====== Supplied data

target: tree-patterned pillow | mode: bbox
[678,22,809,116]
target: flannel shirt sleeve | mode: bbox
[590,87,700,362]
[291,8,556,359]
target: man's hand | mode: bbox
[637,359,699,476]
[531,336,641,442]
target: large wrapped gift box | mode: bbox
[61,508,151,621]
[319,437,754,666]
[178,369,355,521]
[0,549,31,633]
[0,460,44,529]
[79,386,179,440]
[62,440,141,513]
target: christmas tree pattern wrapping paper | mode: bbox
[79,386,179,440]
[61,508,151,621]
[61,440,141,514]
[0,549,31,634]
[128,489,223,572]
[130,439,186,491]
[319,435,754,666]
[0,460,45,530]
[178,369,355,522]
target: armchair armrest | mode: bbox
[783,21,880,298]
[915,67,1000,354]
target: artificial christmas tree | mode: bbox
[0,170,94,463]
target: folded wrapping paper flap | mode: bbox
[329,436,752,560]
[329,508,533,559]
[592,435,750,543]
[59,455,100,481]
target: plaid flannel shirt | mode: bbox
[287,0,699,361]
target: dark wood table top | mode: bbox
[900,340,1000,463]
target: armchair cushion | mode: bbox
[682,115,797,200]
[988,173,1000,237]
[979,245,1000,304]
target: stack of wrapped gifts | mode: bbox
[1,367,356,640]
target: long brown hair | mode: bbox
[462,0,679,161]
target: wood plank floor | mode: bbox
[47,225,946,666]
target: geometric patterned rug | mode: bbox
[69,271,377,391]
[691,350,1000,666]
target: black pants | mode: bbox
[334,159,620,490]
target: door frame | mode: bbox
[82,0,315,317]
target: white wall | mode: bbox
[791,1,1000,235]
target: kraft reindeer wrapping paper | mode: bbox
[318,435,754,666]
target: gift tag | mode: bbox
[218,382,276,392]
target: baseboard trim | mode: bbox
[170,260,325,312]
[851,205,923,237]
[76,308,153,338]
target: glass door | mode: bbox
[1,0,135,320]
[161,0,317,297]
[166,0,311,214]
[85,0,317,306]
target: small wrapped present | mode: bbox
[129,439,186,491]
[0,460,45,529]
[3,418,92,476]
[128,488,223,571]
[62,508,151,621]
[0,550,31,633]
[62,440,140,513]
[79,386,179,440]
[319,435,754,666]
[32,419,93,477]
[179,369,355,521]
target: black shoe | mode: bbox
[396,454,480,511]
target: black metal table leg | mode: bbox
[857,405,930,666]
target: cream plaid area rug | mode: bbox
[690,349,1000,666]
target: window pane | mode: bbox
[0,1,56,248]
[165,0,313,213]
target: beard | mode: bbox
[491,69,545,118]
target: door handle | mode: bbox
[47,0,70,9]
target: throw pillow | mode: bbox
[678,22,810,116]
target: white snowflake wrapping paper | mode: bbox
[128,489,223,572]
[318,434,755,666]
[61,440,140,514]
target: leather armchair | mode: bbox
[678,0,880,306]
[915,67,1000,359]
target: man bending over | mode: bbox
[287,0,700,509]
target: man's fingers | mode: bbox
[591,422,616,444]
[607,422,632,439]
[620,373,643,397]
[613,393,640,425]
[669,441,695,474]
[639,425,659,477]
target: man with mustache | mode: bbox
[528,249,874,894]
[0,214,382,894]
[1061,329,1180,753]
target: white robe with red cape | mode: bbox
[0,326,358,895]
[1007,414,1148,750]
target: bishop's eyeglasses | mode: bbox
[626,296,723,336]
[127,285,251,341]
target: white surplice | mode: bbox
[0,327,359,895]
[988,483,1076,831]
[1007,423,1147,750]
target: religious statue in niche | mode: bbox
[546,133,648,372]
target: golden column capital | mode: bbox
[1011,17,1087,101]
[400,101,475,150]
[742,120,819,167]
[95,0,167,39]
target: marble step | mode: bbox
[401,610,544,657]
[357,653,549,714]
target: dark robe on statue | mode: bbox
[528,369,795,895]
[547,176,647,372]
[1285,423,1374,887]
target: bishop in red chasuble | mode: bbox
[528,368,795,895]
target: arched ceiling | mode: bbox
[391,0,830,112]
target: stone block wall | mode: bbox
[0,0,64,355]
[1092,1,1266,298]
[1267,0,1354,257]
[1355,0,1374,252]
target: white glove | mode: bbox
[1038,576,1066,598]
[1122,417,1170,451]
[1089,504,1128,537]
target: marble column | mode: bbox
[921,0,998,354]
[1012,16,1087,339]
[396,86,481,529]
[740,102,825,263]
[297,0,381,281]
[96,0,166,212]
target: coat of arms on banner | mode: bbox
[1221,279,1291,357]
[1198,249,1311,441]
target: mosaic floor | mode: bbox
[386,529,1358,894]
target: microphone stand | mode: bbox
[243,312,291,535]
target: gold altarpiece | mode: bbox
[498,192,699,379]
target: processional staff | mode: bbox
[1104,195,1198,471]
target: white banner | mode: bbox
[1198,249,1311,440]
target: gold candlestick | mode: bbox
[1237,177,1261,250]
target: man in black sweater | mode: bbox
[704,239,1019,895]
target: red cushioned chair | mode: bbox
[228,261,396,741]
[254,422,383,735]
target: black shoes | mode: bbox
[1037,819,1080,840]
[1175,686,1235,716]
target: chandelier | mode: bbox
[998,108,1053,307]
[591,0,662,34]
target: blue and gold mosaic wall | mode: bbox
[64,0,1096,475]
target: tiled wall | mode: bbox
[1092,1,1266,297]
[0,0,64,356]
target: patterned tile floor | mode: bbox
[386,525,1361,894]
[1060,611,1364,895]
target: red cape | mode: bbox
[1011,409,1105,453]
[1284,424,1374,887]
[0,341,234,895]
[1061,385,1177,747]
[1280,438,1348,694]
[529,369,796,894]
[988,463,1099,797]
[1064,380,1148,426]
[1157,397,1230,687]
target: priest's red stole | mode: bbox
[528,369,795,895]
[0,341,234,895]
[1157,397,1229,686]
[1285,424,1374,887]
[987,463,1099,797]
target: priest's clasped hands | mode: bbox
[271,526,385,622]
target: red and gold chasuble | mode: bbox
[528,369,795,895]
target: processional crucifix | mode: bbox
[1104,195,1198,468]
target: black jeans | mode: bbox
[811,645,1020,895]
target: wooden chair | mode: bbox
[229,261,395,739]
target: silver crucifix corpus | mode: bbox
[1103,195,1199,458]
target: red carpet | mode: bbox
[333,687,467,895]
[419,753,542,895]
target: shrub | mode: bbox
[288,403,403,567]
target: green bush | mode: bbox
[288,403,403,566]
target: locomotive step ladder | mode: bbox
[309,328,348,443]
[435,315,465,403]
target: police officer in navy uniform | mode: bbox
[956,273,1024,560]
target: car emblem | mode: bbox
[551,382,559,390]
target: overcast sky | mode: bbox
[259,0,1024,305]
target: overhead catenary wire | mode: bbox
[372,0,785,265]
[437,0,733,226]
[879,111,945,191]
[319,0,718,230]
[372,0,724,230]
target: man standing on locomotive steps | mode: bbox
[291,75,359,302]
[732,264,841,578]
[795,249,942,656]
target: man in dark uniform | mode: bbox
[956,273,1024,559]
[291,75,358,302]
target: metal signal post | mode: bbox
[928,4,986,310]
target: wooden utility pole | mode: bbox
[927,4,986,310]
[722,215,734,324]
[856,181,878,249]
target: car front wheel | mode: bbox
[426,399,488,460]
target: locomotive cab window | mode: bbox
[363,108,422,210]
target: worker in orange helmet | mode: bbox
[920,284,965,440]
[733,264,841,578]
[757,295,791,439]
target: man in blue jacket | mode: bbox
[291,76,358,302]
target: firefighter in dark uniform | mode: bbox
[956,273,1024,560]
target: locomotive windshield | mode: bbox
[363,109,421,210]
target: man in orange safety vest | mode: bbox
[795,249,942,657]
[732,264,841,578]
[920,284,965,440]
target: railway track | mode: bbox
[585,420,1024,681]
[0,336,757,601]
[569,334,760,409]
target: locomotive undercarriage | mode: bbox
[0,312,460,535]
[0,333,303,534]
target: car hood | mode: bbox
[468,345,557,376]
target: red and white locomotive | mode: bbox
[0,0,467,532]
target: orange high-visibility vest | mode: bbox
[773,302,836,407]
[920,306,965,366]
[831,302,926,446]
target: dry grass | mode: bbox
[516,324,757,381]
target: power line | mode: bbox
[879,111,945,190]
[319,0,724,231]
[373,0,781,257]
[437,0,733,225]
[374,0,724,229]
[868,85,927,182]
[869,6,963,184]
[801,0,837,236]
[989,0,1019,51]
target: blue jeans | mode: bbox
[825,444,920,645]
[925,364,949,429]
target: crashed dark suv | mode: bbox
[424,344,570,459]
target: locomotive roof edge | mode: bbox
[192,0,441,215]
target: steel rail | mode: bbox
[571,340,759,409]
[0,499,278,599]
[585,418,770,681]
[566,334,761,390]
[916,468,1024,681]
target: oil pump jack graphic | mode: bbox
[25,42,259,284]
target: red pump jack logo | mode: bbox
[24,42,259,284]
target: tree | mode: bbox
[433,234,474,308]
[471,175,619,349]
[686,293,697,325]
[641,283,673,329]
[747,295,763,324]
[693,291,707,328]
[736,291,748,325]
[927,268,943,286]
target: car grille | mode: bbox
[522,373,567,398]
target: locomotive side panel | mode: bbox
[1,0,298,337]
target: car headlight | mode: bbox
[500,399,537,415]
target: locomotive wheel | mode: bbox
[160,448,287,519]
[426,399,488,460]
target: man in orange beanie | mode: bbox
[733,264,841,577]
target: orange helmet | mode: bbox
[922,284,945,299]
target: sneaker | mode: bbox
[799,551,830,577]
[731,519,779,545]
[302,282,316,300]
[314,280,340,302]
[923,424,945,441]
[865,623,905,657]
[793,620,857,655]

============

## Your instructions
Only the lines from the one containing "target: locomotive side panel | mode: bbox" through the end of the material should be copied, exactly as they stand; please keep both ends.

## Exercise response
target: locomotive side panel | mode: bbox
[1,0,298,337]
target: car headlight | mode: bbox
[500,399,537,415]
target: locomotive wheel | mode: bbox
[160,448,287,519]
[426,399,488,460]
target: man in orange beanie | mode: bbox
[733,264,841,577]
target: orange helmet | mode: bbox
[922,284,945,299]
target: sneaker | mode: bbox
[799,551,830,577]
[731,519,779,545]
[302,282,316,300]
[314,280,340,302]
[923,424,945,441]
[865,623,905,657]
[793,620,857,655]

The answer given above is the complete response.